Description of the task -> Every record below is to be retyped exactly.

[Rows start]

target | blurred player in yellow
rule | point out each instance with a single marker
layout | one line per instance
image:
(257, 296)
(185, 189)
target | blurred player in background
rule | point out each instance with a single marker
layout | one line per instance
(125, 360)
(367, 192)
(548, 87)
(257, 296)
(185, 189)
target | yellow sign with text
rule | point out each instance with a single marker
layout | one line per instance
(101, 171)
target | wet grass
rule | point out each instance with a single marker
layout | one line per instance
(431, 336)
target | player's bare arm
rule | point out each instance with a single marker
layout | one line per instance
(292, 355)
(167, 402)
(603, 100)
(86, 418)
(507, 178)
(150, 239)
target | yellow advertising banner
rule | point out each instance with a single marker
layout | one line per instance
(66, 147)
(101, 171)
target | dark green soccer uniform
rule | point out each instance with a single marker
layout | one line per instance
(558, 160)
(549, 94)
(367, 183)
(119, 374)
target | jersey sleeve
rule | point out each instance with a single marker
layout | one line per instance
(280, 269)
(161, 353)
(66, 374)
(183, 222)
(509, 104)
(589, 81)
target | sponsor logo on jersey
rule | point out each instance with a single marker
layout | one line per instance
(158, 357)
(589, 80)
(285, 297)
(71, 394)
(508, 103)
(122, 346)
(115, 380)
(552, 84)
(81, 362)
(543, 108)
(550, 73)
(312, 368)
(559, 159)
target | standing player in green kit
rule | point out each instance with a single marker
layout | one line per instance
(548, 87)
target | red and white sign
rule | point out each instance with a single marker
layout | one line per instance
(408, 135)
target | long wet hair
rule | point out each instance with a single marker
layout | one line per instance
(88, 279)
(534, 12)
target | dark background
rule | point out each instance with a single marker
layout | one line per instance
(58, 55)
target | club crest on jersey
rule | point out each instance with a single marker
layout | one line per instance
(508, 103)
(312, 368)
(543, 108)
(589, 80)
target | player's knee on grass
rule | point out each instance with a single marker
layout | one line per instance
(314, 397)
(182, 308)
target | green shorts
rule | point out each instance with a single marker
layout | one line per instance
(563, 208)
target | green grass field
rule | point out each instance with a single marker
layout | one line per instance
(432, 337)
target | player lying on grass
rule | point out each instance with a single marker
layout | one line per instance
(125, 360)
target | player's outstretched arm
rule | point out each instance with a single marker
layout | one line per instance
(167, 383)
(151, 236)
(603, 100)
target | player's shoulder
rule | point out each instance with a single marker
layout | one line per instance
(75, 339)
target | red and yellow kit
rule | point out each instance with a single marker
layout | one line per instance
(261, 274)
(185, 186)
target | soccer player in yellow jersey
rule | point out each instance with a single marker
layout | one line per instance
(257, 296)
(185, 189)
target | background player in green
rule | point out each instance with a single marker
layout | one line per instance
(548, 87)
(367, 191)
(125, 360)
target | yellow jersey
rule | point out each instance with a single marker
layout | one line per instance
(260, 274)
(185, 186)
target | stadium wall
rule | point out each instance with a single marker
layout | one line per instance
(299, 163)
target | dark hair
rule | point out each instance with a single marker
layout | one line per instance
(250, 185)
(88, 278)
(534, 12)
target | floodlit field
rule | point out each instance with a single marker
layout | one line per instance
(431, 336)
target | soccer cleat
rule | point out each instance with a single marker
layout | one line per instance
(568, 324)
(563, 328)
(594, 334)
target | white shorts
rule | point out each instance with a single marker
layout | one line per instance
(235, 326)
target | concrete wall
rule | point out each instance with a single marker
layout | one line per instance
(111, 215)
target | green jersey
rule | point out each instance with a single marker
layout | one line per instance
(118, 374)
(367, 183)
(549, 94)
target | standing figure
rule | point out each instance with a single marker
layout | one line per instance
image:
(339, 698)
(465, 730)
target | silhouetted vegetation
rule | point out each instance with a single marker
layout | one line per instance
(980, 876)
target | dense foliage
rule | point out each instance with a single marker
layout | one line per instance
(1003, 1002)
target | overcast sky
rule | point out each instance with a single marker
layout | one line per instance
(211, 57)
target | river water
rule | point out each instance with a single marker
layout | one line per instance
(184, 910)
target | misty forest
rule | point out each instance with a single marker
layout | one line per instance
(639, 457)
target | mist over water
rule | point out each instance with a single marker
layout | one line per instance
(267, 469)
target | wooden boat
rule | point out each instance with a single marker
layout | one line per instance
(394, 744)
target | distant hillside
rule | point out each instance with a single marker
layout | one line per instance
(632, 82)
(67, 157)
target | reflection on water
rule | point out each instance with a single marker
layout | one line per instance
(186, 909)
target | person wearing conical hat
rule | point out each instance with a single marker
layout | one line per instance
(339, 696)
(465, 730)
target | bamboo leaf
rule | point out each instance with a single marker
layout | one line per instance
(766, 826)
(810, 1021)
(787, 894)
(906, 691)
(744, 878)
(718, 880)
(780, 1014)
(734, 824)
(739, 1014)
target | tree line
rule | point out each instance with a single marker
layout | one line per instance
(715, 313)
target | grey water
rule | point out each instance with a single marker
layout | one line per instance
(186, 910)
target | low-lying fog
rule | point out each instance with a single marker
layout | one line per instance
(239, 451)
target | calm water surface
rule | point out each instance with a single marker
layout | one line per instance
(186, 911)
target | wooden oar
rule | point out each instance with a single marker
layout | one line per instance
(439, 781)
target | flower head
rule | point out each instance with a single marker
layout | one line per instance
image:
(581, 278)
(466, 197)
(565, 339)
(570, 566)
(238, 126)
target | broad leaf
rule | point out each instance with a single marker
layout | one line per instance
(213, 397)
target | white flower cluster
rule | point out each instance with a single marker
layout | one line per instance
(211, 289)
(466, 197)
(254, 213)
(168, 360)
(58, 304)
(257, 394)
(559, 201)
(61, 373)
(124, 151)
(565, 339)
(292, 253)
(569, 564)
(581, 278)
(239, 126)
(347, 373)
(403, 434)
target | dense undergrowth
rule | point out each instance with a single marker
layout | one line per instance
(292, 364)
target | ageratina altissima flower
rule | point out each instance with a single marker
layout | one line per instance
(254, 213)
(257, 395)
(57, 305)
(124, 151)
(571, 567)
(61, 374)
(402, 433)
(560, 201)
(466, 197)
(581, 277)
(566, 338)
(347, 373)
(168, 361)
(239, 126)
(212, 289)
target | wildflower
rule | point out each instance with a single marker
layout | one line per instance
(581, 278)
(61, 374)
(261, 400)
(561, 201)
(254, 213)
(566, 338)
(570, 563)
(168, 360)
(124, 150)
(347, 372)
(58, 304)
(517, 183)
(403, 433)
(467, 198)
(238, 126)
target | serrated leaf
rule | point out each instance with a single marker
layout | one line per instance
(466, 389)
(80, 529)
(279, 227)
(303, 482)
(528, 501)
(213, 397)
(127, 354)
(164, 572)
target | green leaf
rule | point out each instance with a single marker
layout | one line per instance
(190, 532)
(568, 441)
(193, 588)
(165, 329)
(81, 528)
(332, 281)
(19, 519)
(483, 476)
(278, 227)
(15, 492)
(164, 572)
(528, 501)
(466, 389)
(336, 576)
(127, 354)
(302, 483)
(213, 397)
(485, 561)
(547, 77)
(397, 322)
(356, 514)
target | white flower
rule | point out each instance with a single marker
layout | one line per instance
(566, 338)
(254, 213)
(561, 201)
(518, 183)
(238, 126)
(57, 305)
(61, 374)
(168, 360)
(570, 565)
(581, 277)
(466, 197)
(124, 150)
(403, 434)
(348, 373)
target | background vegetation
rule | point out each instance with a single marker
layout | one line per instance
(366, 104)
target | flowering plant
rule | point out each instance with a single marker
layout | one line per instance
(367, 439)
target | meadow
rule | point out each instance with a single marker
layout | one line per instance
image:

[Rows end]

Result of the task ->
target | blurred player in yellow
rule | point out each instance with a single marker
layout | one line per instance
image:
(257, 296)
(185, 189)
target | blurred player in background
rule | point out each instance with a single marker
layout | one line per instance
(125, 360)
(367, 192)
(548, 87)
(257, 296)
(185, 189)
target | yellow sign with text
rule | point out each instance with a single marker
layout | one line per instance
(101, 171)
target | wet grass
rule | point out each instance with a single marker
layout | one line per instance
(431, 336)
target | player's bare arm
rule | point out each instance with a single marker
layout | one line per instance
(292, 355)
(167, 402)
(603, 100)
(86, 418)
(507, 178)
(150, 239)
target | yellow advertising banner
rule | point out each instance with a single marker
layout | one line per instance
(66, 147)
(101, 171)
target | dark green soccer uniform
rule | point out each instance with a single marker
layout | one line per instance
(558, 160)
(549, 94)
(367, 183)
(119, 374)
target | jersey sleeve
rule | point out each instance with a single marker
layout | one line per instance
(280, 269)
(161, 353)
(66, 374)
(183, 222)
(509, 104)
(589, 81)
target | sponsor logo on jersey
rule | point out each instance with a single marker
layout | one line per instance
(158, 357)
(589, 80)
(285, 297)
(71, 394)
(508, 103)
(122, 346)
(115, 380)
(552, 84)
(81, 362)
(543, 108)
(550, 73)
(312, 368)
(559, 159)
target | standing player in green kit
rule | point out each instance with a single marker
layout | one line per instance
(548, 87)
target | red and white sign
rule | point out each instance with a single marker
layout | one line per instance
(408, 135)
target | long wet hair
rule | point out each instance with a single marker
layout | one line per instance
(88, 279)
(534, 12)
target | dark background
rule | point out each instance with a single marker
layout | one line per instance
(58, 55)
target | club crest on jersey
rule | point out each instance with a single marker
layout | one line per instance
(508, 103)
(312, 368)
(543, 108)
(589, 80)
target | player's knee on grass
rule | point out each instance with a single marker
layout | one line per instance
(314, 397)
(182, 308)
target | green shorts
rule | point out each instance with a single marker
layout | one line per instance
(563, 208)
target | green grass field
rule | point out each instance with a single marker
layout | one line per instance
(432, 337)
target | player lying on grass
rule | point out each instance with a single marker
layout | one line per instance
(125, 360)
target | player's outstretched arm
rule | point out each instance with a single marker
layout | one line per instance
(167, 383)
(151, 236)
(603, 100)
target | player's shoulder
rule | point out each instance with a single marker
layout | one line per instance
(75, 339)
target | red and yellow kit
rule | point out each instance with a single marker
layout | one line per instance
(261, 274)
(185, 186)
target | soccer player in yellow jersey
rule | point out each instance with a single marker
layout | one line per instance
(257, 296)
(185, 189)
target | background player in green
rule | point out each instance with a single marker
layout | one line per instance
(548, 87)
(367, 191)
(125, 360)
target | yellow jersey
rule | point out each instance with a single marker
layout | one line per instance
(260, 274)
(185, 186)
target | stadium wall
rule | point out each instance with a single marker
layout | one line per instance
(299, 163)
target | dark hair
rule | point out each instance with a single marker
layout | one line per instance
(250, 185)
(88, 278)
(534, 12)
target | floodlit field
rule | point out each instance with a single marker
layout | one line per instance
(431, 336)
target | soccer cleat
rule | point out each instance with a single marker
layout | one line per instance
(568, 324)
(563, 328)
(594, 334)
target | white shorts
rule | point out each instance with a single marker
layout | one line per instance
(235, 326)
target | concrete wall
rule | point out each instance with a single marker
layout | one line per instance
(111, 215)
target | green jersey
rule | point out each instance with a single marker
layout | one line per instance
(118, 374)
(367, 183)
(549, 94)
target | standing figure
rule | point out each instance with a single marker
layout | one line per instance
image:
(339, 698)
(465, 730)
target | silhouetted vegetation
rule | point out each instance with a single marker
layout | one line per instance
(980, 876)
target | dense foliage
rule | point out each instance with a single marker
layout | one line per instance
(1003, 1002)
target | overcast sky
rule | point out each instance with a single marker
layout | one line per instance
(211, 57)
target | river water
rule | point out each instance with a single marker
layout | one line per instance
(184, 910)
target | misty forest
rule | point out each instance with a single marker
layout | one line per instance
(639, 457)
target | mist over water
rule | point out each instance with a single marker
layout | one line per instance
(267, 469)
target | wooden boat
rule | point out each instance with a single marker
layout | one line per instance
(394, 744)
target | distant hillside
rule | point out each instance with a single marker
layout | one line per instance
(632, 82)
(67, 157)
target | reflection on water
rule | point out each instance with a single marker
layout | one line per instance
(186, 909)
target | person wearing conical hat
rule | point out each instance with a single marker
layout | one line per instance
(339, 696)
(465, 730)
target | bamboo leaf
rule | point out each instance with a single marker
layout | one line per instance
(766, 826)
(810, 1021)
(787, 894)
(906, 691)
(744, 878)
(718, 880)
(780, 1014)
(734, 824)
(739, 1014)
target | tree line
rule | point out each instance with a single marker
layout | one line per instance
(715, 313)
target | grey water
rule | point out each instance with a single marker
layout | one line per instance
(186, 910)
target | low-lying fog
rule | point out each instance with a single marker
layout | one line per instance
(239, 451)
target | calm water surface
rule | point out each instance with a single marker
layout | one line per instance
(186, 911)
target | wooden oar
rule | point out each instance with a single marker
layout | one line per instance
(439, 781)
target | flower head
rule | point out each instance with a single marker
layout | one line per instance
image:
(581, 278)
(466, 197)
(565, 339)
(570, 566)
(238, 126)
target | broad leaf
rule | point out each instance with a single marker
layout | one line per instance
(213, 397)
target | white flower cluster
rule | point out each instance with a single marker
layout | one line per instance
(211, 289)
(466, 197)
(254, 213)
(168, 360)
(58, 304)
(257, 394)
(559, 201)
(61, 373)
(124, 151)
(565, 339)
(292, 253)
(569, 564)
(581, 278)
(239, 126)
(347, 373)
(403, 434)
target | dense undergrowth
rule | point out each instance with a single marker
layout | one line per instance
(292, 364)
target | ageratina altissima flower
rule | point out each instance with a single marker
layout | one line per instance
(254, 213)
(257, 395)
(57, 305)
(124, 151)
(571, 567)
(61, 374)
(402, 433)
(560, 201)
(466, 197)
(581, 277)
(566, 338)
(347, 373)
(168, 361)
(239, 126)
(212, 289)
target | wildflower
rule | point out each instance with a single marker
layout | one line per instance
(581, 278)
(61, 374)
(261, 400)
(561, 201)
(254, 213)
(566, 338)
(570, 563)
(168, 360)
(124, 150)
(347, 372)
(58, 304)
(517, 183)
(403, 433)
(467, 198)
(238, 126)
target | serrated leaf
rule | point out each instance with a single marker
layout | one line per instance
(466, 389)
(80, 529)
(279, 227)
(303, 482)
(528, 501)
(213, 397)
(127, 354)
(164, 572)
target | green leaf
rule | point out each instance with a single marker
layout | one line per instance
(190, 532)
(568, 441)
(193, 588)
(165, 329)
(81, 528)
(332, 281)
(19, 519)
(483, 476)
(278, 227)
(15, 492)
(164, 572)
(528, 501)
(466, 389)
(336, 576)
(127, 354)
(302, 483)
(213, 397)
(485, 561)
(547, 77)
(397, 322)
(356, 514)
target | white flower
rule | point out each instance with a single marker
layout | one line per instance
(566, 338)
(254, 213)
(561, 201)
(518, 183)
(238, 126)
(57, 305)
(61, 374)
(168, 360)
(570, 565)
(581, 277)
(466, 197)
(124, 150)
(403, 434)
(348, 373)
target | background vegetation
rule | point out each instance with a single marker
layout | one line per instance
(366, 104)
target | flowering plant
rule | point out each instance with a single marker
layout | one line per instance
(367, 439)
target | meadow
rule | point out each instance with a single marker
layout | one line per instance
image:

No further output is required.